● Task instructions
Go to the line below containing "positive clicks: (751, 229)" and print exactly from there through the line containing "rough mask: <svg", both included. Print nothing else.
——————
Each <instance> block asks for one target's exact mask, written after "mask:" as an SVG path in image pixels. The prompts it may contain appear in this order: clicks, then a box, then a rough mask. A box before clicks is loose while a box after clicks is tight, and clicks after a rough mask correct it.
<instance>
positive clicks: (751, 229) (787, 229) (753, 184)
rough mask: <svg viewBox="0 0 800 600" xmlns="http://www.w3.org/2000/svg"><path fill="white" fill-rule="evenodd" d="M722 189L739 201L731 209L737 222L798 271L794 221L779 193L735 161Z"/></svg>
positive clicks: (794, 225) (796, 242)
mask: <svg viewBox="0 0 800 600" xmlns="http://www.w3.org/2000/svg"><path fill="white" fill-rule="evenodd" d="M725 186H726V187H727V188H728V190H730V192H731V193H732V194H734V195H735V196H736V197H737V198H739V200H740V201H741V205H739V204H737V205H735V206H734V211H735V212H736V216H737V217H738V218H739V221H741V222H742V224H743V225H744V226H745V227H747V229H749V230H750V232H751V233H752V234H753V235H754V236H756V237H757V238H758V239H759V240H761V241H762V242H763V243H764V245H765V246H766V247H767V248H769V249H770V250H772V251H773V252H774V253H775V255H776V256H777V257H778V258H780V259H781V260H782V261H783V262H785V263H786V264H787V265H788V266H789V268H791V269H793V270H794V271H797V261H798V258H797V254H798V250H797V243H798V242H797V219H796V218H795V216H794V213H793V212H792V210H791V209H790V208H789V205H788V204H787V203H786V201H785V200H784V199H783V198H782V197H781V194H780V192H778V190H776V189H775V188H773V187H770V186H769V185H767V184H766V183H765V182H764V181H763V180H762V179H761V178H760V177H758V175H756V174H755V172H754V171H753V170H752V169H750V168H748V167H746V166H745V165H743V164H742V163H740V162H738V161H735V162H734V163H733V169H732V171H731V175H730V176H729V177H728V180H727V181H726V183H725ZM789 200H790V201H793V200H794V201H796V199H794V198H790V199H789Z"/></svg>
——————
● Exercise solution
positive clicks: (751, 229) (787, 229) (753, 184)
rough mask: <svg viewBox="0 0 800 600" xmlns="http://www.w3.org/2000/svg"><path fill="white" fill-rule="evenodd" d="M722 189L739 201L731 209L737 222L798 271L794 221L779 193L735 161Z"/></svg>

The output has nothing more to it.